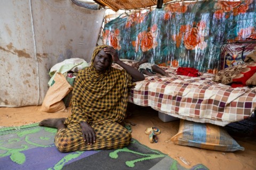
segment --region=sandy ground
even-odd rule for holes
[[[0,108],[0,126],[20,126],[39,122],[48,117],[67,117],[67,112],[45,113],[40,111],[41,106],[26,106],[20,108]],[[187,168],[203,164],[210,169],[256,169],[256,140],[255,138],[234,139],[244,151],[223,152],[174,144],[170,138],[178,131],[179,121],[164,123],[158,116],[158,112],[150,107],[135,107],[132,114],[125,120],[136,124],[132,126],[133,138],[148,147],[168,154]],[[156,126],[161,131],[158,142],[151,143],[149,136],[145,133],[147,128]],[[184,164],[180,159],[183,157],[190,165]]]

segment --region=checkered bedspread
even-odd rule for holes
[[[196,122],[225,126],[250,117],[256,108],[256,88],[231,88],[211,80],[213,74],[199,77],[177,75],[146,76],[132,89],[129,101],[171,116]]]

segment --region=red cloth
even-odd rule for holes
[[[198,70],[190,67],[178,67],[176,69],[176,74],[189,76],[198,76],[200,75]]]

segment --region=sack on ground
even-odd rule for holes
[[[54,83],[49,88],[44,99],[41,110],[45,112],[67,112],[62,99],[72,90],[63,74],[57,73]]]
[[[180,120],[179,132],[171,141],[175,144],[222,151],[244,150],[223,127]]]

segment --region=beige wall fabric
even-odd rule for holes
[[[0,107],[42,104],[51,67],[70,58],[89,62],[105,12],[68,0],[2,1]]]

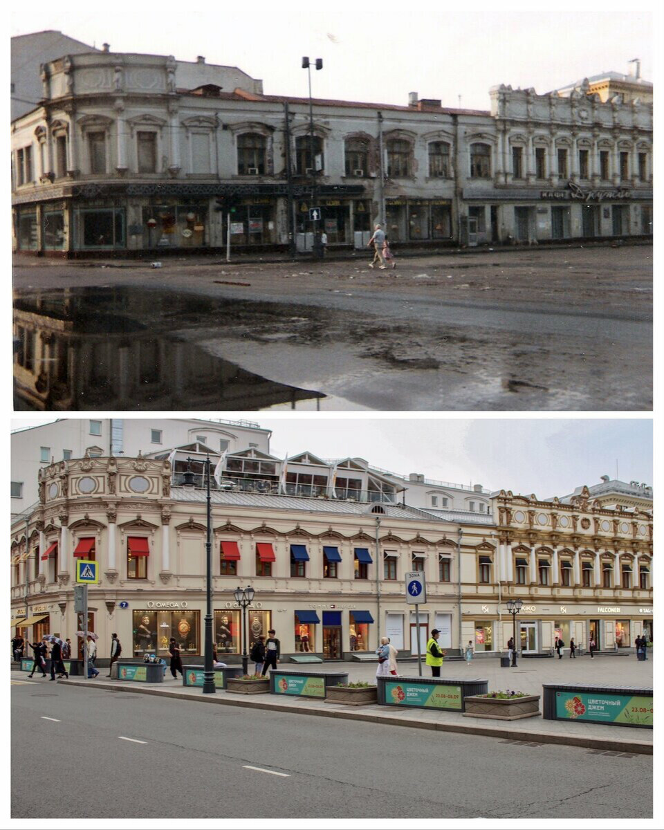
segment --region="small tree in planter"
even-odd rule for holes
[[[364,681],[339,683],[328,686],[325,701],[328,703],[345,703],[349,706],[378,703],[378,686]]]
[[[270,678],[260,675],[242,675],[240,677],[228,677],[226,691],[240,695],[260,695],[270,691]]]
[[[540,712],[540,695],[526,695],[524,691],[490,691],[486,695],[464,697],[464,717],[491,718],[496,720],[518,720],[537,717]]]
┄┄┄┄┄┄
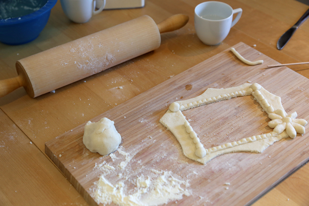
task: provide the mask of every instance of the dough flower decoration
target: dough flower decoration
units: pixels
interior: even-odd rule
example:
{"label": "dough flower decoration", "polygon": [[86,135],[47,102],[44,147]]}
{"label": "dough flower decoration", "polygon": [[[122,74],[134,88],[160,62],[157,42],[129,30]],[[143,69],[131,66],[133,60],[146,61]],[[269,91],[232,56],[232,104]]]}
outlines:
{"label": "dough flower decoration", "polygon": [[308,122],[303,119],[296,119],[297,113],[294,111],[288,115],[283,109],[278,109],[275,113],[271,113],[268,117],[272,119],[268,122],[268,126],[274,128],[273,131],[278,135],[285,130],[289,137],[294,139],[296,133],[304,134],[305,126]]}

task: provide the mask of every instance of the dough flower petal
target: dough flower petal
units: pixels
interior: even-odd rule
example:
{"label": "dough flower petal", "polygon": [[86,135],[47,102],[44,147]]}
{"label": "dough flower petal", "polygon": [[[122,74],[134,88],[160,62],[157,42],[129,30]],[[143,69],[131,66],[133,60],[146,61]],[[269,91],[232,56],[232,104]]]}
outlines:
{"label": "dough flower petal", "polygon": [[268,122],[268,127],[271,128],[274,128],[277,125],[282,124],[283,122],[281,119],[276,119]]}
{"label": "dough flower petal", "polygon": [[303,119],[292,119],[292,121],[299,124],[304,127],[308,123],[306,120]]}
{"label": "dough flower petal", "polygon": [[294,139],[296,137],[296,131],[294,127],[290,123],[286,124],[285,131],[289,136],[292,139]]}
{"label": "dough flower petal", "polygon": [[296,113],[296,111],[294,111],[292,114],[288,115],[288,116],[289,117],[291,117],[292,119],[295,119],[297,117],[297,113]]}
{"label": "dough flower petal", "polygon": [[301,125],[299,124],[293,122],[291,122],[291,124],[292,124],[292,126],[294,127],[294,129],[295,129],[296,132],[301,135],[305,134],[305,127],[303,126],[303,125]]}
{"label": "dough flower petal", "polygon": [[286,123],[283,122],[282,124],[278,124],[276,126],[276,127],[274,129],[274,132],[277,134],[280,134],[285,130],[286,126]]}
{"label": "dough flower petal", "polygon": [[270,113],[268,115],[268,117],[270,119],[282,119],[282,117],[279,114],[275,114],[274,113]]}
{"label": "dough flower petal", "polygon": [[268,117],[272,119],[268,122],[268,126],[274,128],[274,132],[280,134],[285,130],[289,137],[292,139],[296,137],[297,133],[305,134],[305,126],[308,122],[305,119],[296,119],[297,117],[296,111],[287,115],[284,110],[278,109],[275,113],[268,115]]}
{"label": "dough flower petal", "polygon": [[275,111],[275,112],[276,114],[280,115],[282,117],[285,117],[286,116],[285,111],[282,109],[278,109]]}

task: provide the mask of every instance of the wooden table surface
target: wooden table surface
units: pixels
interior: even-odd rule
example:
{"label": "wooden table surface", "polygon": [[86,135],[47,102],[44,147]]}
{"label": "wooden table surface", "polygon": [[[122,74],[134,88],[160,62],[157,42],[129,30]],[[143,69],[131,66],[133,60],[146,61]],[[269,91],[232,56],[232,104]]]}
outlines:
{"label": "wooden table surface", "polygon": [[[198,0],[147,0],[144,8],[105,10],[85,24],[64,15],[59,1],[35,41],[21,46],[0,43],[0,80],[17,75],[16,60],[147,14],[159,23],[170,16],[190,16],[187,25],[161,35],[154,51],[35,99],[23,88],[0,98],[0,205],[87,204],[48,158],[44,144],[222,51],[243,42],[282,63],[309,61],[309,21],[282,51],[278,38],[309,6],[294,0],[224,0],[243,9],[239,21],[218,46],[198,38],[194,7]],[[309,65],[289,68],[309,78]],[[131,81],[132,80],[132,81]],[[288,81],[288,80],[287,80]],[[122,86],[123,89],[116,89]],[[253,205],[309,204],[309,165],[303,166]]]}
┄┄┄┄┄┄
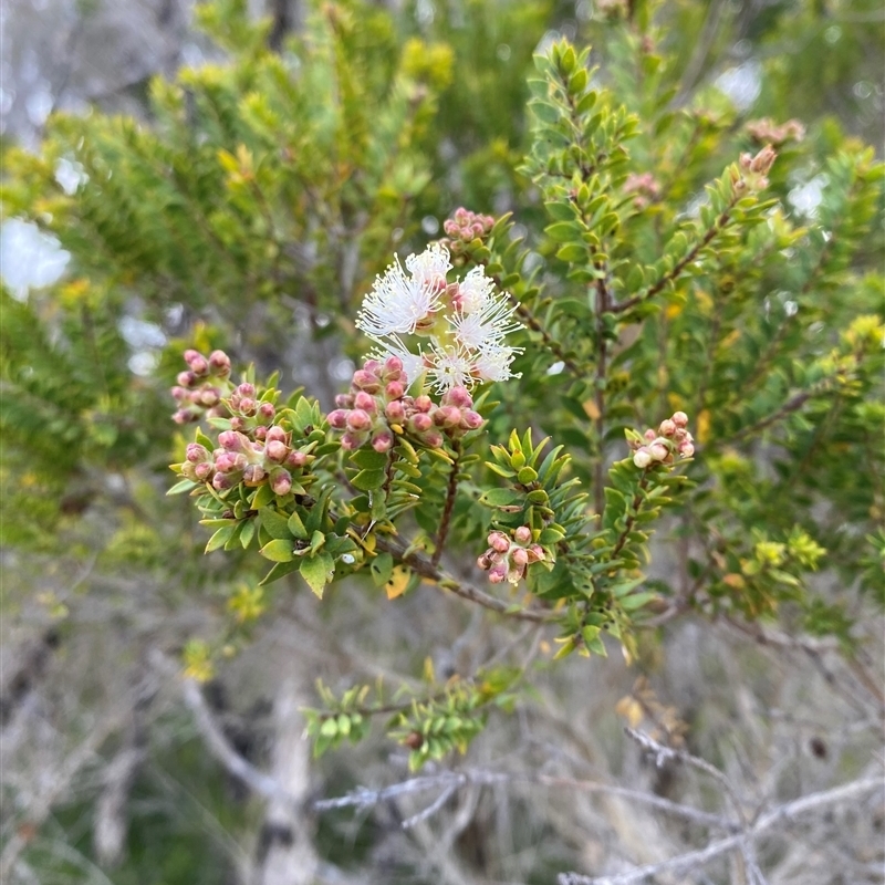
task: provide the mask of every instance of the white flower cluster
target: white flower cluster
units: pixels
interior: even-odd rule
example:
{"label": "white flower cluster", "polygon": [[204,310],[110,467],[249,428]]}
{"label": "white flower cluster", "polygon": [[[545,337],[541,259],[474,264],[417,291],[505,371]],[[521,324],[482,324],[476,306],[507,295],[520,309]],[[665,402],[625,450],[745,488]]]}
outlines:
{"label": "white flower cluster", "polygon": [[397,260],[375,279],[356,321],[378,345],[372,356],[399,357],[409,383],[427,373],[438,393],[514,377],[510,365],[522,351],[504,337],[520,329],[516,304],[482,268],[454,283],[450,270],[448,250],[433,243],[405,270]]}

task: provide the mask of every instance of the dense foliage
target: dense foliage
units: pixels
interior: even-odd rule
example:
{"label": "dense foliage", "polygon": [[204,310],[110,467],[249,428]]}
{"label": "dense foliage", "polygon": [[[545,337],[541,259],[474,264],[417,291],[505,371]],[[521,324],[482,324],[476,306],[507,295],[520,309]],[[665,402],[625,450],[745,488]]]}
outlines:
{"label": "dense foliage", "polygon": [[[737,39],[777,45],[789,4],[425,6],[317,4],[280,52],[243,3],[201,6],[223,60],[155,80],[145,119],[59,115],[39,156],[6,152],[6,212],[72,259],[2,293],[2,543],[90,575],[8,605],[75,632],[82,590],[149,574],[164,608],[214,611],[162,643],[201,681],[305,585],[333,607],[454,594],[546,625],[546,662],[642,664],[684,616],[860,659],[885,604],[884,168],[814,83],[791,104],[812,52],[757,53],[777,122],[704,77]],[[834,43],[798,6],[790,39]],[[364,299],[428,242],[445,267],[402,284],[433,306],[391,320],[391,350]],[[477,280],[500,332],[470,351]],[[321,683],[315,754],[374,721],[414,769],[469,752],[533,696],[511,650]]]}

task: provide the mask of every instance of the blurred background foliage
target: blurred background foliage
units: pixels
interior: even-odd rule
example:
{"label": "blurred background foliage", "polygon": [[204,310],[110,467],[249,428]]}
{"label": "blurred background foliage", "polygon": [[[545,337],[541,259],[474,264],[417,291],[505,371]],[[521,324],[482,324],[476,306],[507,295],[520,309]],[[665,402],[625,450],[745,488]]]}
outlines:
┄┄┄┄┄┄
WORK TO COMPLETE: Pick out every line in the rows above that contains the word "dense", matching case exactly, and copy each one.

TASK ANSWER:
task: provide the mask of every instance of the dense foliage
target: dense foliage
{"label": "dense foliage", "polygon": [[204,310],[110,467],[249,428]]}
{"label": "dense foliage", "polygon": [[[545,337],[541,259],[474,264],[417,291],[505,371]],[[521,324],[482,324],[476,306],[507,295],[520,309]],[[665,402],[625,450],[745,488]]]}
{"label": "dense foliage", "polygon": [[[737,39],[777,45],[789,4],[425,6],[317,4],[280,52],[243,3],[201,6],[223,60],[155,80],[145,119],[59,115],[39,156],[6,152],[6,212],[72,259],[2,293],[2,543],[90,575],[8,605],[75,632],[82,590],[149,574],[164,608],[214,611],[162,643],[201,681],[305,585],[333,607],[454,594],[546,625],[546,662],[642,664],[684,616],[860,659],[885,604],[884,168],[814,83],[791,104],[812,52],[757,53],[777,122],[704,77]],[[834,43],[798,6],[790,39]],[[364,299],[428,242],[445,267],[402,284],[433,306],[391,320],[391,350]],[[477,280],[500,332],[470,351]],[[321,683],[315,754],[374,721],[414,769],[469,752],[533,696],[511,650]]]}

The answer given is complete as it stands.